== Do this ==
Count how many lines in the rows below contain the string "ceiling". Report only the number.

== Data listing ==
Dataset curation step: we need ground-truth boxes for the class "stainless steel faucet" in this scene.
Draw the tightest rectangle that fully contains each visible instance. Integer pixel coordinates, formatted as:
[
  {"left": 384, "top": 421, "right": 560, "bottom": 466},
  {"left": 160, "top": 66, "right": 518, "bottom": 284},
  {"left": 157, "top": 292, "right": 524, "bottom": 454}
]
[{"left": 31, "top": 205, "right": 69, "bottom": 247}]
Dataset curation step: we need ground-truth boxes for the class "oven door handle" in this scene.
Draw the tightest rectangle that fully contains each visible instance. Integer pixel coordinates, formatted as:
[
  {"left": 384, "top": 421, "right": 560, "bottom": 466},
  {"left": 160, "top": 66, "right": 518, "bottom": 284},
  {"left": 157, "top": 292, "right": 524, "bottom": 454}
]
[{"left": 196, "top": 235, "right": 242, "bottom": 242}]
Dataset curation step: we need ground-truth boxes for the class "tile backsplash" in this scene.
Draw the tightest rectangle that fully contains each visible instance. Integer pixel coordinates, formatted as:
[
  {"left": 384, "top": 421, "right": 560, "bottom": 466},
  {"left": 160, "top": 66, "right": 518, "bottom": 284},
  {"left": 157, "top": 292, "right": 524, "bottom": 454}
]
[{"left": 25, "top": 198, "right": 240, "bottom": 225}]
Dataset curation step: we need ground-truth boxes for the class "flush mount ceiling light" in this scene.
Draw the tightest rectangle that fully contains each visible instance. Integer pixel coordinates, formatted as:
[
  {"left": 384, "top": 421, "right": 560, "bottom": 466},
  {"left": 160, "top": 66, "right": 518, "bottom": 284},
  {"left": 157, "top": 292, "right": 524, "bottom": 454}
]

== Reply to the task ==
1